**The task**
Counting every line in the entries below where the word "person" occurs, report how many there are. Give only that number.

BEGIN Task material

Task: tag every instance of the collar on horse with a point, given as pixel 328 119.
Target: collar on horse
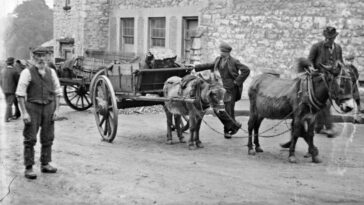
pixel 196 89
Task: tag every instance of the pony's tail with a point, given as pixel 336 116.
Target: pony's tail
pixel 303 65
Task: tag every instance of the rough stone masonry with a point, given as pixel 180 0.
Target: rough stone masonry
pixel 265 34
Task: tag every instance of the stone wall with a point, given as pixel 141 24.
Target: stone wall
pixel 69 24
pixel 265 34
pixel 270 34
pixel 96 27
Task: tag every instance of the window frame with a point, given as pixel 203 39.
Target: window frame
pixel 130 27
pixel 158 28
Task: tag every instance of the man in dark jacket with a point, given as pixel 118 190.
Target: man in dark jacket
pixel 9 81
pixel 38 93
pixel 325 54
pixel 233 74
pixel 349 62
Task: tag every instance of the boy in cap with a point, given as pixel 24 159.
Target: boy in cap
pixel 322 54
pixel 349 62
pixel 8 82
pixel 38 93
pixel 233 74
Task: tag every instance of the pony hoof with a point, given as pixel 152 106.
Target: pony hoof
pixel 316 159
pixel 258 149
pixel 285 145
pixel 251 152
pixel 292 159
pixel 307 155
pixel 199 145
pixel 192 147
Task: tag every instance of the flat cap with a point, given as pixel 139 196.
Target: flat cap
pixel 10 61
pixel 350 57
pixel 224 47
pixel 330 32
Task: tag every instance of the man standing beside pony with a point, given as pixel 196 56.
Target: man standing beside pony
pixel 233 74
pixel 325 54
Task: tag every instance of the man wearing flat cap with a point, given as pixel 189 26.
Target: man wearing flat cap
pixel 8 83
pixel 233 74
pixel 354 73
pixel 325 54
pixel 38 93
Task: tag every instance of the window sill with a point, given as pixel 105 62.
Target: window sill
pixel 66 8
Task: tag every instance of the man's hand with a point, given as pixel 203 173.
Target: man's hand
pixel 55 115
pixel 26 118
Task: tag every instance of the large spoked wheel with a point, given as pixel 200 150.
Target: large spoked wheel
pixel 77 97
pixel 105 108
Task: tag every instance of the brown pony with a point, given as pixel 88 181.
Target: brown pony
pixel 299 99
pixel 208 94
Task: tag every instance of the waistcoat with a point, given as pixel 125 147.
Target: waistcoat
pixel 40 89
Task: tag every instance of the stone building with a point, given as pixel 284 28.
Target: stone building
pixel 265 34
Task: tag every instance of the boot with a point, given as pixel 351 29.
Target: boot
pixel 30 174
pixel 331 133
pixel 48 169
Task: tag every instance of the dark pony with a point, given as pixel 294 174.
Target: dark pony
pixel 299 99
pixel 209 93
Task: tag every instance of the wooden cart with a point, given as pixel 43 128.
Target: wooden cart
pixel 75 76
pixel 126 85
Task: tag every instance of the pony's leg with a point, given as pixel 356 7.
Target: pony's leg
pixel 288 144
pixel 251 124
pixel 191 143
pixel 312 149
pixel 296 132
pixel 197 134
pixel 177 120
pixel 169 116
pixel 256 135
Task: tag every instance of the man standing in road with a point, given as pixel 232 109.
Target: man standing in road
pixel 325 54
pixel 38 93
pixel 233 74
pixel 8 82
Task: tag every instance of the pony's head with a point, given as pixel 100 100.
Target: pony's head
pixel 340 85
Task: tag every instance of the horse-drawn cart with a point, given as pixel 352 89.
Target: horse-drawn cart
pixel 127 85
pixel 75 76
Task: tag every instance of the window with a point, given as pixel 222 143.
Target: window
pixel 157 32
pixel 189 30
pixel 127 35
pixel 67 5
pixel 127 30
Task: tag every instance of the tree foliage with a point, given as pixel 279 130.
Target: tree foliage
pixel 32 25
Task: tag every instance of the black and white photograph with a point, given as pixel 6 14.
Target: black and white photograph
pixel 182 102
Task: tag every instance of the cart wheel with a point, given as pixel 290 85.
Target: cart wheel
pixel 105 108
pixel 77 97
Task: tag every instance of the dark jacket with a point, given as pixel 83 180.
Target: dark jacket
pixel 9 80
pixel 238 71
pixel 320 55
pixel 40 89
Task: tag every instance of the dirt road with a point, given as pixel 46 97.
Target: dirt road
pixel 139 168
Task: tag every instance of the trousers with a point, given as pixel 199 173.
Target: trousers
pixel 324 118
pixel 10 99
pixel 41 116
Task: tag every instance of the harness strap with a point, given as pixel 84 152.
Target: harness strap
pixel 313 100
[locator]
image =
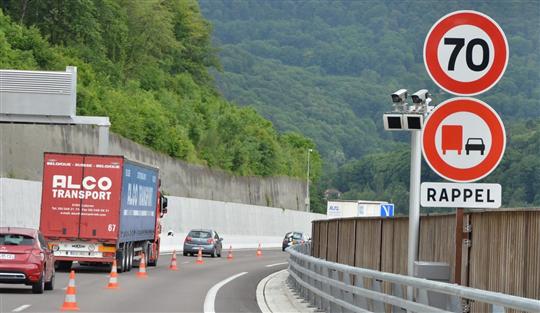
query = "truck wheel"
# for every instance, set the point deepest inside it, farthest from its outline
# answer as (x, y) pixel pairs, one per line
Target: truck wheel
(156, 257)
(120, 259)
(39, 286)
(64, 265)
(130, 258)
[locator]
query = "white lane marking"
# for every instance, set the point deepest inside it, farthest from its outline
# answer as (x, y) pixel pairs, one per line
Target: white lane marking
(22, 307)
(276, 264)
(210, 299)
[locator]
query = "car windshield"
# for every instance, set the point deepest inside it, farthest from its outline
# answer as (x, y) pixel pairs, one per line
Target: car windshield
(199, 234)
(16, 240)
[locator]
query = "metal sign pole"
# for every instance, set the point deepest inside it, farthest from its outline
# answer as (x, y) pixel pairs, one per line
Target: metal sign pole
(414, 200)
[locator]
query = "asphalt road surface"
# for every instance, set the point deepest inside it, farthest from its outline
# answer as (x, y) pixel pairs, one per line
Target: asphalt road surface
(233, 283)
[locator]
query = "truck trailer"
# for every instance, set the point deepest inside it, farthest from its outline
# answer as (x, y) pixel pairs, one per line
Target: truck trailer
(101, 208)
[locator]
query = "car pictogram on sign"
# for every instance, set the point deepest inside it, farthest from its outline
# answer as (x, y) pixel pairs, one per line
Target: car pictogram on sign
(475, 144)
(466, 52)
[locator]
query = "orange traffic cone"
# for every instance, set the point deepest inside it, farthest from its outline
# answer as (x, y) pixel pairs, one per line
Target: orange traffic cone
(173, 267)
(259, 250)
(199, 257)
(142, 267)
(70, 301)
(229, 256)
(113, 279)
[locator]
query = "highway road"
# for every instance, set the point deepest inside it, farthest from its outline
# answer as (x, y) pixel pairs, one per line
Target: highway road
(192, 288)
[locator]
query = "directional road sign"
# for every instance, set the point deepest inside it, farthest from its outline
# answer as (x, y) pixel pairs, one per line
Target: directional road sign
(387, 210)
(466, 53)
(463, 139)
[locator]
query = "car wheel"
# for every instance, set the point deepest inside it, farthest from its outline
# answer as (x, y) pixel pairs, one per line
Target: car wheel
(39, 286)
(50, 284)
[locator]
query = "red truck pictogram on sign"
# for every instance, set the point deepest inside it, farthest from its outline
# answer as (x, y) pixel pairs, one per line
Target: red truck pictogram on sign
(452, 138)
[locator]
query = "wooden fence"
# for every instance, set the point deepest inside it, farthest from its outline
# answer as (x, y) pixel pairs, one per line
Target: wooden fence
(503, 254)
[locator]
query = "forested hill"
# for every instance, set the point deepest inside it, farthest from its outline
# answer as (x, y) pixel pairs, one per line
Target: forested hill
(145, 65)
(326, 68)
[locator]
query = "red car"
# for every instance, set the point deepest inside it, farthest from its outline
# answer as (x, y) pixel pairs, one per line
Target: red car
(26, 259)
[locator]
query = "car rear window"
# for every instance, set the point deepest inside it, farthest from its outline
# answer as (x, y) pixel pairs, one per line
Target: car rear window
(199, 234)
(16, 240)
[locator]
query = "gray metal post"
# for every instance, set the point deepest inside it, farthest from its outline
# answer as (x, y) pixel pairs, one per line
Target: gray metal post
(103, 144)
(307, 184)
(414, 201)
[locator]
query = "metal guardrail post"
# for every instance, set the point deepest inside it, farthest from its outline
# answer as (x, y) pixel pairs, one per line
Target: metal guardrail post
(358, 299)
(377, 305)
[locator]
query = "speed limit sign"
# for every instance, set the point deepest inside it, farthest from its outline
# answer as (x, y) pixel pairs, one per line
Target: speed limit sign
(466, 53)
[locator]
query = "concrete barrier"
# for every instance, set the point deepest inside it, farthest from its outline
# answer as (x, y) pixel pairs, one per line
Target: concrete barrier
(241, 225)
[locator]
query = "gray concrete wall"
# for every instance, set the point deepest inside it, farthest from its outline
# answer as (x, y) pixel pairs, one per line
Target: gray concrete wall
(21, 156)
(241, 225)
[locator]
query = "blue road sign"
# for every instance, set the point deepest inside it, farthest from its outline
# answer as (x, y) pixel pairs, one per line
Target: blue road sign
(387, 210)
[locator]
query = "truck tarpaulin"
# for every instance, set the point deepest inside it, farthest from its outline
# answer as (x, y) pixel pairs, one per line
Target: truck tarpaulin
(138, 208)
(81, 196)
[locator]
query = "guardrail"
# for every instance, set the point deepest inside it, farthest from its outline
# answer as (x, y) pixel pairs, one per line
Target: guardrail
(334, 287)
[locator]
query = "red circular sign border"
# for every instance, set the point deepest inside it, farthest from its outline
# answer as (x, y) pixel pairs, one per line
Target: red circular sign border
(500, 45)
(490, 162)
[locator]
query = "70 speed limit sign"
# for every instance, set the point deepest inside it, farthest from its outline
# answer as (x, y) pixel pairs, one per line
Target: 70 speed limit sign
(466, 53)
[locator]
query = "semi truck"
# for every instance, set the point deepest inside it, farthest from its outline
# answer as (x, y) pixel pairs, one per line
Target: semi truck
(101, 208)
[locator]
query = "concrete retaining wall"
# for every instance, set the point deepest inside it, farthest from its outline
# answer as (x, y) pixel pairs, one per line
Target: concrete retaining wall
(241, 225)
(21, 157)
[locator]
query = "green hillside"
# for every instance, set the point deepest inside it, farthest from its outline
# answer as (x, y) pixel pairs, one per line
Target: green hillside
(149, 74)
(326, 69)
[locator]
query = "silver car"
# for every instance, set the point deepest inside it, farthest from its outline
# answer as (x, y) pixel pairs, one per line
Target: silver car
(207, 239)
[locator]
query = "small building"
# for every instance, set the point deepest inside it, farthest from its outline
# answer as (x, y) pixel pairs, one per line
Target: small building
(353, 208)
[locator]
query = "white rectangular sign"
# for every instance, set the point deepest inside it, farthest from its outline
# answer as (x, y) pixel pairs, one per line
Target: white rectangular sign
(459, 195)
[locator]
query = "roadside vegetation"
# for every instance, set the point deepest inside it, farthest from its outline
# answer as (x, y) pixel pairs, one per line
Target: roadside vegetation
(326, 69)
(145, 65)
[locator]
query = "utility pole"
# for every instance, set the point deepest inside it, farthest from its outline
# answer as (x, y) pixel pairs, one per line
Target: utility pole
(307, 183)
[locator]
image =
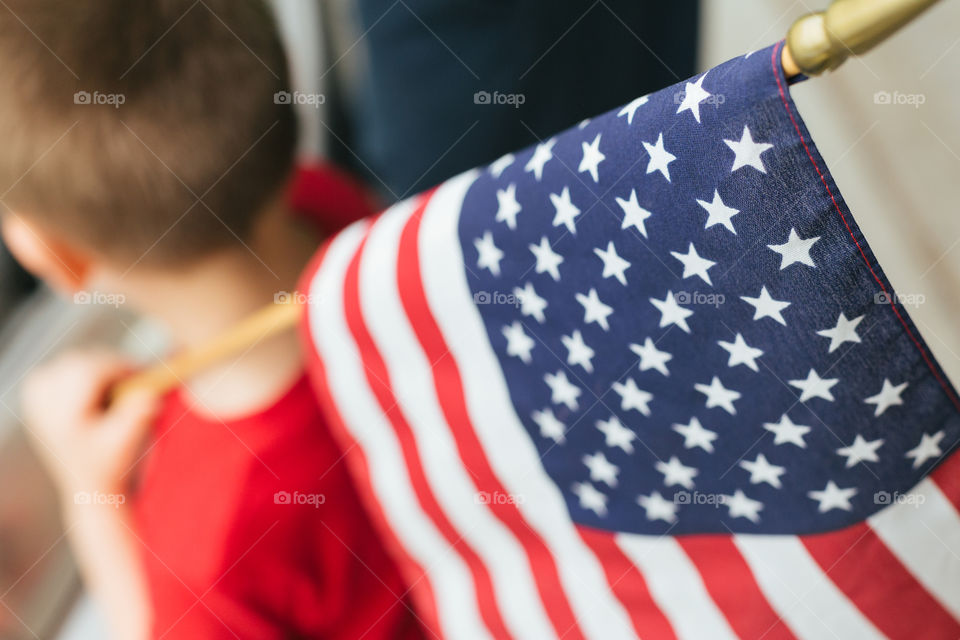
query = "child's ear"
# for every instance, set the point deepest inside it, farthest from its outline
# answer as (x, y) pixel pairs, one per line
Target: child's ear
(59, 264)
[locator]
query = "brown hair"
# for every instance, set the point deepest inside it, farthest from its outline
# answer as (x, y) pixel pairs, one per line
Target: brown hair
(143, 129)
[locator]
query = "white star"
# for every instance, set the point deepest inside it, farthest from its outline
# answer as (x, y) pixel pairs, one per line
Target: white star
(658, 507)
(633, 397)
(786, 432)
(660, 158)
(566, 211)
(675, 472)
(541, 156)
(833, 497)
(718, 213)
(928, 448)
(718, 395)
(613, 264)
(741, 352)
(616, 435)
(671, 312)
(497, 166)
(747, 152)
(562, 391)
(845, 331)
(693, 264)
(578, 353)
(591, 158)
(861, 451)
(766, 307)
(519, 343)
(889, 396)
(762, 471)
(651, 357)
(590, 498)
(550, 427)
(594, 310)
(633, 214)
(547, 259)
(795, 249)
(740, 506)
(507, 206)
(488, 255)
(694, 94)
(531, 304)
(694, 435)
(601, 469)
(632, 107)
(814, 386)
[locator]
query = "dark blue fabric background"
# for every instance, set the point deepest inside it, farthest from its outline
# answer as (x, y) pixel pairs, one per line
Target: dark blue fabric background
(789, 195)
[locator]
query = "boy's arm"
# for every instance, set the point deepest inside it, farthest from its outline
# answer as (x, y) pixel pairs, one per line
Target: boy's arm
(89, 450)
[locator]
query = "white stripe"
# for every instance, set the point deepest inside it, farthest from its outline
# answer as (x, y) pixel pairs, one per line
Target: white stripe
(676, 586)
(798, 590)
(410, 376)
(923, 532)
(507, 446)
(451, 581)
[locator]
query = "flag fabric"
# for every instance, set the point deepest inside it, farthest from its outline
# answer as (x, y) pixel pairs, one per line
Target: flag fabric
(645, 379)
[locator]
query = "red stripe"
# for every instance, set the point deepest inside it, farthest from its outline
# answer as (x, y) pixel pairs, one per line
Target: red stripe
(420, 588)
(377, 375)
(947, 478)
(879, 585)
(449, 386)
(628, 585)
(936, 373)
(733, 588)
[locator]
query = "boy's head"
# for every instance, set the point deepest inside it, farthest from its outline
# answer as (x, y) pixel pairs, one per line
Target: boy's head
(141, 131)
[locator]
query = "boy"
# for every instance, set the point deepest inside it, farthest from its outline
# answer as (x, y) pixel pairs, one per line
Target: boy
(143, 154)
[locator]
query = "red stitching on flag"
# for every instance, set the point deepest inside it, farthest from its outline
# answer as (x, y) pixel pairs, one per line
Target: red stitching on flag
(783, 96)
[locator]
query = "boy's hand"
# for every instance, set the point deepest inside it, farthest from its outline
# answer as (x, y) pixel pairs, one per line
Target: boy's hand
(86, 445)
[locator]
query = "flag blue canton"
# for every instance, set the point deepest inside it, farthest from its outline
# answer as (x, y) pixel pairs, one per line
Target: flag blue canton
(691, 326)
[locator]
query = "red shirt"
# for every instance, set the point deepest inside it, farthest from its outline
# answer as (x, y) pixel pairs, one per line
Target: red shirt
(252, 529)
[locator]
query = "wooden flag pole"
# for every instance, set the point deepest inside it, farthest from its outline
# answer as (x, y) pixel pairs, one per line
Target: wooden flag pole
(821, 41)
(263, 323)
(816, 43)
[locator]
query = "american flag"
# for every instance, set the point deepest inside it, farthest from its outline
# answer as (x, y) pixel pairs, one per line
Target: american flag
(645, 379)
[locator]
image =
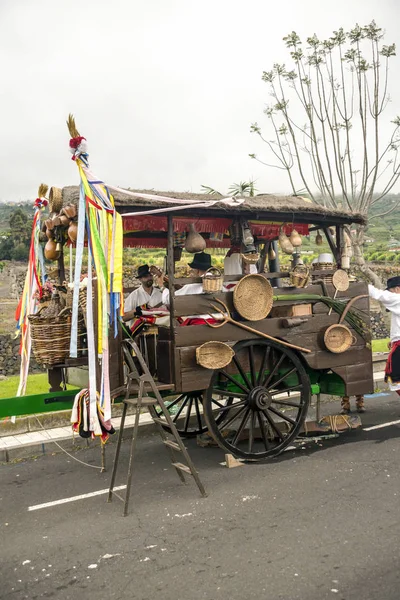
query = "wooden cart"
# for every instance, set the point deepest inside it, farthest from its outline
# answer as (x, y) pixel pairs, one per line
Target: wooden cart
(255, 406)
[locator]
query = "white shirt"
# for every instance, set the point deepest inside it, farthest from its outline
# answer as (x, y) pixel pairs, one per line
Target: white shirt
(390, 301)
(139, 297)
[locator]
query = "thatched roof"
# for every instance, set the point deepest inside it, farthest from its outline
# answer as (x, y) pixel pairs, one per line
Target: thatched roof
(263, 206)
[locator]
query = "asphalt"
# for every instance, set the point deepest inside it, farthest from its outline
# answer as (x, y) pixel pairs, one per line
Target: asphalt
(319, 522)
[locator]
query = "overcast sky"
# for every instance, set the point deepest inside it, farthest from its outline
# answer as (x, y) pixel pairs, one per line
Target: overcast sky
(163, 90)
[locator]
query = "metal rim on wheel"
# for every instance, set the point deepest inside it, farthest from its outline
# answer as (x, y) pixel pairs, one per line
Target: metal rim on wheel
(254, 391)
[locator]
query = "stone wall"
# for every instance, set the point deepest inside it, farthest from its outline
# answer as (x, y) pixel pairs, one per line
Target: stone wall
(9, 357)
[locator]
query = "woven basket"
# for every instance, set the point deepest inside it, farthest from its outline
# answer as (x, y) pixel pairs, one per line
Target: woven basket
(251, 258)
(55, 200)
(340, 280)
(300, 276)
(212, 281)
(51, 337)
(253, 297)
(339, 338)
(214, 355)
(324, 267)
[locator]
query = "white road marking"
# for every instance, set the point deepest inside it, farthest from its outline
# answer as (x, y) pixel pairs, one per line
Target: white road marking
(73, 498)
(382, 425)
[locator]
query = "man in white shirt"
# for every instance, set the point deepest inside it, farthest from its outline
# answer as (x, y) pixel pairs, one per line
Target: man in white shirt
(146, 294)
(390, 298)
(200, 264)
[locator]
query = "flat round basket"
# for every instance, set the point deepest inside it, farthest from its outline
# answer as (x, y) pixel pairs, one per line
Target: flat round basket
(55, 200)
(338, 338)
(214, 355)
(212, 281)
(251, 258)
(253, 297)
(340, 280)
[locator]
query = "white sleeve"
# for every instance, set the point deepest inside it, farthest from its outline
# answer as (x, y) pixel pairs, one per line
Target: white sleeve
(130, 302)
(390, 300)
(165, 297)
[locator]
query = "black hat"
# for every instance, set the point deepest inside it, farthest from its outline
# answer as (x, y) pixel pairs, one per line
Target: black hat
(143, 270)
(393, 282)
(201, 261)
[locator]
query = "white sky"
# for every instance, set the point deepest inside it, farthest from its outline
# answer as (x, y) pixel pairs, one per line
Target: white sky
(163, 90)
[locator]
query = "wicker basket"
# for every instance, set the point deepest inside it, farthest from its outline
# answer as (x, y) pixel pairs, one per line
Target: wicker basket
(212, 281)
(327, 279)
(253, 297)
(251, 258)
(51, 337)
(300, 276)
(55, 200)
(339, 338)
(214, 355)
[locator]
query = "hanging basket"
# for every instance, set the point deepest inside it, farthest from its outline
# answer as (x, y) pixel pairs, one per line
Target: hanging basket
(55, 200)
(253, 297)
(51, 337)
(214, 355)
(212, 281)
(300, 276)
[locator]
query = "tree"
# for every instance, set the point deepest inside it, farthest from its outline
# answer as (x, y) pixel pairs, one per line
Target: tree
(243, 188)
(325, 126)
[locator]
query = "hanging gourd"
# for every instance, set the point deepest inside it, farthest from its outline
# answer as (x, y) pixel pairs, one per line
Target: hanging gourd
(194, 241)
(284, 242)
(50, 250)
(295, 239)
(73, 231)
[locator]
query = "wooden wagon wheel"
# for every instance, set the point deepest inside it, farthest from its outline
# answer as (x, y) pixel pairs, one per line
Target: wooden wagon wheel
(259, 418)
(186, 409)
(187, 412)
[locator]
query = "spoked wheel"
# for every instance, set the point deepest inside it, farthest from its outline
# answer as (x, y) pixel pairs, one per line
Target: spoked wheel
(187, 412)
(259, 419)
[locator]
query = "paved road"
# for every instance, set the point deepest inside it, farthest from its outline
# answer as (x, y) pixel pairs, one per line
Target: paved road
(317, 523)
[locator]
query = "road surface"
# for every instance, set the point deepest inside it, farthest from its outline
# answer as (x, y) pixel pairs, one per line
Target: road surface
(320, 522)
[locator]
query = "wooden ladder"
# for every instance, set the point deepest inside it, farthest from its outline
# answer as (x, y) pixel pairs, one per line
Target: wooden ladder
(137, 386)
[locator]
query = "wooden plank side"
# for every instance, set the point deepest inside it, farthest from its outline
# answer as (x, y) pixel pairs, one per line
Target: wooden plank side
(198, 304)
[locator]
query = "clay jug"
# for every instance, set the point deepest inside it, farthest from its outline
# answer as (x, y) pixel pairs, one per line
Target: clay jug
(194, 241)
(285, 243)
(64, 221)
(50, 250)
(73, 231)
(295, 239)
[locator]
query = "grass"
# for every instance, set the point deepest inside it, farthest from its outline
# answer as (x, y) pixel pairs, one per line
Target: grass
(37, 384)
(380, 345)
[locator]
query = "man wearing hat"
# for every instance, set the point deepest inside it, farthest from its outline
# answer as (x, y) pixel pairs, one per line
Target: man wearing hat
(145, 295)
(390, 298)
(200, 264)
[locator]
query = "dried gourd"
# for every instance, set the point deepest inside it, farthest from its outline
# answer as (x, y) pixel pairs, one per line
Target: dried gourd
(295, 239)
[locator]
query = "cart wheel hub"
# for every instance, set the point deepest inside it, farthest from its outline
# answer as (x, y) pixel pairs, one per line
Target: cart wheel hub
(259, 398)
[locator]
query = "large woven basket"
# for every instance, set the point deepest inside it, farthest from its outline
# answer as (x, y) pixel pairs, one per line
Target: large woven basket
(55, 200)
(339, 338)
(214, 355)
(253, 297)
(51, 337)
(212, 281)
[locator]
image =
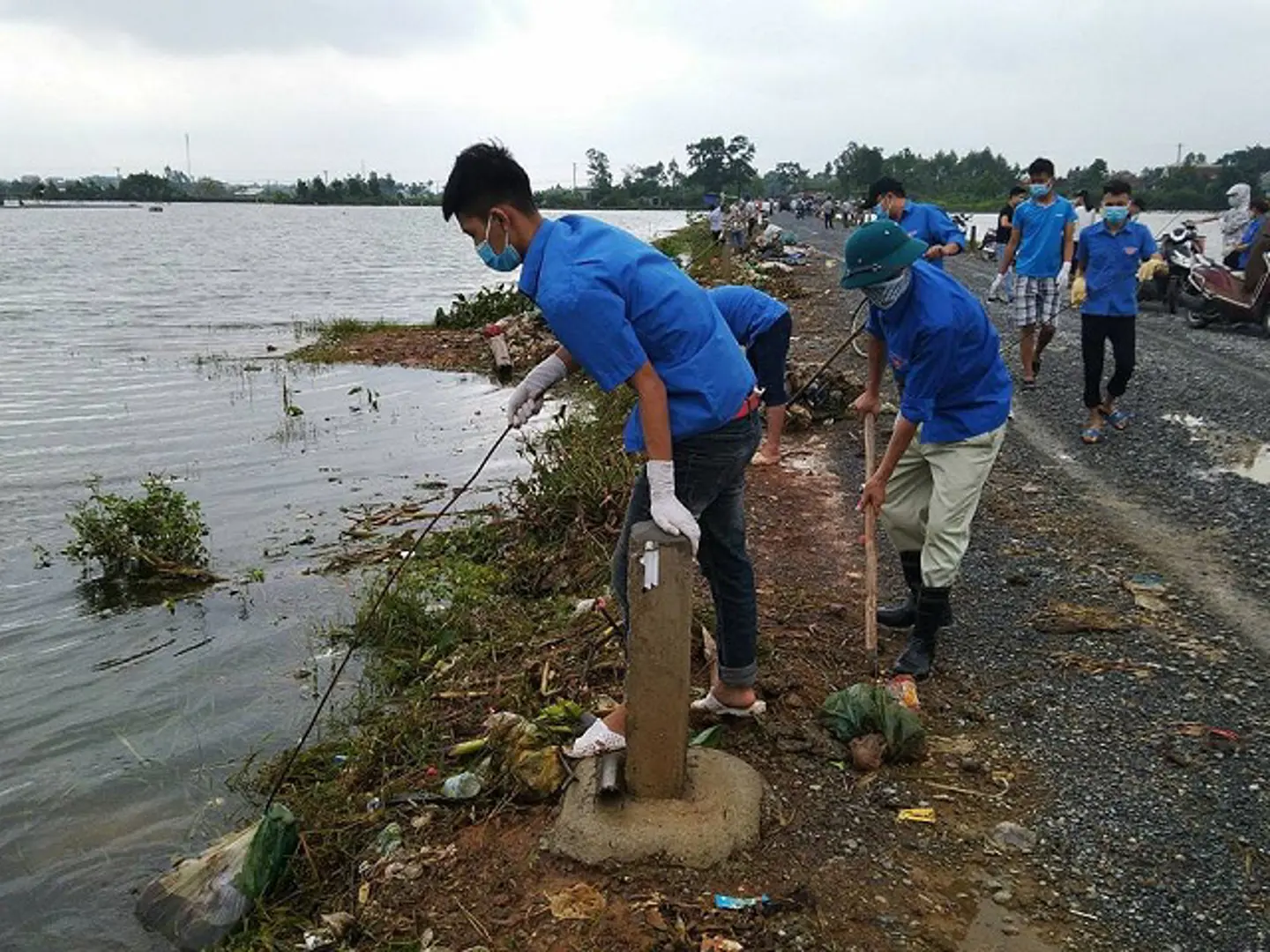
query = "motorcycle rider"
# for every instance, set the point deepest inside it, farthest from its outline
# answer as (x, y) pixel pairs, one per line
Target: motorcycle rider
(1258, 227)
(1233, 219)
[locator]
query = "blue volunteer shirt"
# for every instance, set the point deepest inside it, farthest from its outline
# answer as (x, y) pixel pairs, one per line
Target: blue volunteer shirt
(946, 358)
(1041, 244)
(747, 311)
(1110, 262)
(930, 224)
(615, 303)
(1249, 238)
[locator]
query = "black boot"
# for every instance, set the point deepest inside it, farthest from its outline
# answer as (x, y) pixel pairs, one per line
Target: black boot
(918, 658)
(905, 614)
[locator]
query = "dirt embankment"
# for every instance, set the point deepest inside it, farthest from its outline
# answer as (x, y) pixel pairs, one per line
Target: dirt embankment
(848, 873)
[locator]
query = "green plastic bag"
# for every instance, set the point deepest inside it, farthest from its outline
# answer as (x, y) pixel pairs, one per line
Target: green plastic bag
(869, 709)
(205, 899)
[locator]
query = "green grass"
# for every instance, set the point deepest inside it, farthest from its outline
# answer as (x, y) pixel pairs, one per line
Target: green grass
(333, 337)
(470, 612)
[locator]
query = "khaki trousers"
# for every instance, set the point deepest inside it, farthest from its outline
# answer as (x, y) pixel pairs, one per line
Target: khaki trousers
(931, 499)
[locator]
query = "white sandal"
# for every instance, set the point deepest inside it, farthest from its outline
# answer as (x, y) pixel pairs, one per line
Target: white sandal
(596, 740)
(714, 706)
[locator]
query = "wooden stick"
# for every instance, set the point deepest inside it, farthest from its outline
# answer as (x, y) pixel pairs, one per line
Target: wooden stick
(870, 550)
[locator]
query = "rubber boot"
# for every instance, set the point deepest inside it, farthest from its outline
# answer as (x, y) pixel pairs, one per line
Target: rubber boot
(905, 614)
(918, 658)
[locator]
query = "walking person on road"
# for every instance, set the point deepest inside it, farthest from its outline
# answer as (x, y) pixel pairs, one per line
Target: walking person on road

END Task material

**Written answer**
2